§ **REQUIREMENT**
Scan the records for the line containing "Practice. Locate the street"; extract it and all later lines, verbatim, through the end, and nothing before it.

§ **EXCERPTED DATA**
════════════════

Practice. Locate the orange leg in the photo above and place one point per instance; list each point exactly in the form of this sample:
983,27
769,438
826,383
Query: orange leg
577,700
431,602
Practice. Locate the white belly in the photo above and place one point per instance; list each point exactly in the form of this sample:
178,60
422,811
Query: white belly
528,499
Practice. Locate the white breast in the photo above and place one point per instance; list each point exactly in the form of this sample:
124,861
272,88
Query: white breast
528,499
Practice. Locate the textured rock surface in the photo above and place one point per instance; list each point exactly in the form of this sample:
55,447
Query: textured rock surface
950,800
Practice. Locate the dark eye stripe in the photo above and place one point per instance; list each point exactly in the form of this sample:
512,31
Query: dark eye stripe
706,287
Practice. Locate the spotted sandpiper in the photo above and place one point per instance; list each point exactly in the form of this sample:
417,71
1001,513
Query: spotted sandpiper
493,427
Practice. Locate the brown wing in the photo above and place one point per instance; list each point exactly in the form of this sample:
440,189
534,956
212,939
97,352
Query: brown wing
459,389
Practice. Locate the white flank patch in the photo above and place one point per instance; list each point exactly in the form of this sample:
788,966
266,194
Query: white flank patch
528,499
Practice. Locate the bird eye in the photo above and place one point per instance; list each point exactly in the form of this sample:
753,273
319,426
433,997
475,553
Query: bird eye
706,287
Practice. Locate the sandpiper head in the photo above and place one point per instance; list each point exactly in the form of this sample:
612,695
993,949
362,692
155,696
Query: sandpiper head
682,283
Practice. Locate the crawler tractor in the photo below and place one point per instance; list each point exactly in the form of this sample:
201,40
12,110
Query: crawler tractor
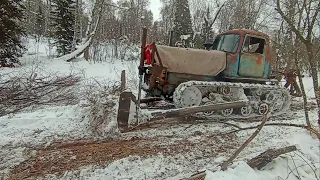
235,66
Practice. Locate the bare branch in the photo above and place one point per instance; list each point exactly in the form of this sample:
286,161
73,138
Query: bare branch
293,28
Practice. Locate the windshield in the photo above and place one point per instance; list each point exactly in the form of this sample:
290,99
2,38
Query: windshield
227,43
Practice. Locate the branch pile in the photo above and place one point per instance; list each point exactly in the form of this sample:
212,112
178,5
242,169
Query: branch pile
22,91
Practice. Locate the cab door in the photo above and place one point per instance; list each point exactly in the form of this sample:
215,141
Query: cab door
252,57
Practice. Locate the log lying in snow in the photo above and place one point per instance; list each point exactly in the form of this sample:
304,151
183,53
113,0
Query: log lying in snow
258,162
266,157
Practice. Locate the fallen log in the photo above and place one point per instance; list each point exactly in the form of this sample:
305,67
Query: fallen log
266,157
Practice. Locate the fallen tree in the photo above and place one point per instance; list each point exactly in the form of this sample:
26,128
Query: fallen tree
23,90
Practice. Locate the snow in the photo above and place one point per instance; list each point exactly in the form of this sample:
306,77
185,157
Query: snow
22,132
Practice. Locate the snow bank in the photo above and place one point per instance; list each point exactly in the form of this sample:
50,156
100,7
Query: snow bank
304,164
42,126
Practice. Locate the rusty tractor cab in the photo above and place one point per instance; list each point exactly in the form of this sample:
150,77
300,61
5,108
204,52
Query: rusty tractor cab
231,76
234,56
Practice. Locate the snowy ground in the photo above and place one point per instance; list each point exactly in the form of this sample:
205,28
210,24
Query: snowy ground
185,149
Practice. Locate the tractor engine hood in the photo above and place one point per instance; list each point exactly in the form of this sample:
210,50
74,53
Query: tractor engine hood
191,61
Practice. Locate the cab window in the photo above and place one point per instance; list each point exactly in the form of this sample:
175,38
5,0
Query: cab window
227,43
253,45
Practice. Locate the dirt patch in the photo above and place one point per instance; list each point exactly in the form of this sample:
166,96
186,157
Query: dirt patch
63,157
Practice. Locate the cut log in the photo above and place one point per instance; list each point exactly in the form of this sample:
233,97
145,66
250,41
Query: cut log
266,157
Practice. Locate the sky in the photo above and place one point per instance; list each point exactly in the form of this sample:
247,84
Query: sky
155,8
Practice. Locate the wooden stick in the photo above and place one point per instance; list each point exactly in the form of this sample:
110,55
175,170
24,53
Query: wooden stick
266,157
226,163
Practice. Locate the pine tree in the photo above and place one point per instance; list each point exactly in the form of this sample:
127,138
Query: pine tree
182,20
63,15
11,16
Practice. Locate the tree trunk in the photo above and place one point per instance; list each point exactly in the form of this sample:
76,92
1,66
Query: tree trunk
314,74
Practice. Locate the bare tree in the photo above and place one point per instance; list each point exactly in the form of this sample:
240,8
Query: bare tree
308,10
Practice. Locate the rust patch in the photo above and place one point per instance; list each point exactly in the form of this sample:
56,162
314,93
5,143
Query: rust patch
259,60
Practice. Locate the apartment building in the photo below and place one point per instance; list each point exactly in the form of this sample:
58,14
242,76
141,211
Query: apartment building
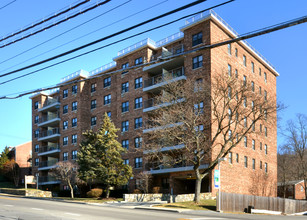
127,95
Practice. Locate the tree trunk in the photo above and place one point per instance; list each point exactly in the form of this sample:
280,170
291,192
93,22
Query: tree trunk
107,191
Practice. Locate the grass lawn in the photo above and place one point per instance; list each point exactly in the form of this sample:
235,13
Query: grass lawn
91,200
208,204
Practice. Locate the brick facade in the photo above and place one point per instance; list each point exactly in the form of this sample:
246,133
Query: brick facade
235,177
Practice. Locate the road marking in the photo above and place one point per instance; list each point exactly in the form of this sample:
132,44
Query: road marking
37,209
68,213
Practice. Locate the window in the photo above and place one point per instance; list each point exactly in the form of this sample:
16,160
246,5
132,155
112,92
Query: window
197,38
107,82
74,154
265,95
36,119
199,108
93,87
138,83
125,66
138,61
93,120
244,80
65,125
65,109
138,162
74,89
266,167
230,157
125,106
229,49
36,148
65,140
138,103
125,126
65,156
265,131
74,122
266,149
93,104
229,70
125,87
125,144
245,162
36,133
107,99
197,61
74,106
65,93
36,162
137,142
36,104
265,77
74,139
138,122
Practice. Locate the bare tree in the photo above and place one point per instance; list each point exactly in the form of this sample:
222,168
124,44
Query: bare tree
205,119
145,179
67,171
296,137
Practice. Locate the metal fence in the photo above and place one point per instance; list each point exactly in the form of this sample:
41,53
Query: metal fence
231,202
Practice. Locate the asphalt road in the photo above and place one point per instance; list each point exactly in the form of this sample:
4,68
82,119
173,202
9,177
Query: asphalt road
38,209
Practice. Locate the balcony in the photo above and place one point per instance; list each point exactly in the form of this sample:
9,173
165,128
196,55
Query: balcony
48,180
50,135
49,149
154,83
49,120
153,104
47,165
176,168
51,104
154,128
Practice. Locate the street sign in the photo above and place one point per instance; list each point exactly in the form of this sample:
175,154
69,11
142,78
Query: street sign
216,179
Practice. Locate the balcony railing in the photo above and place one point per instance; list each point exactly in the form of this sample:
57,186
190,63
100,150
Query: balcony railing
50,101
168,75
48,163
49,148
50,132
48,117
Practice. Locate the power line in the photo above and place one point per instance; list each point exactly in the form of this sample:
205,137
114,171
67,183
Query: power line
251,34
65,32
8,4
44,20
55,24
99,48
105,38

════════════════

§ **FINAL RESULT**
Practice. Locate the street sign in the photo above and place one point per instance; list each point exactly in the form of this sample:
175,154
69,11
142,78
Query: street sign
216,179
Practice. Locate the balcony railing in the photo above and place one point per instance; list each point exactly in the form of this sample:
57,186
190,63
100,150
Query: balcony railing
50,101
168,75
48,163
49,148
50,132
48,117
Practice. Locate the power line in the photo above and place one point per instance; list each point exactly in the form of this sample:
205,137
114,171
67,183
Query: power line
251,34
65,32
8,4
44,20
55,24
99,48
105,38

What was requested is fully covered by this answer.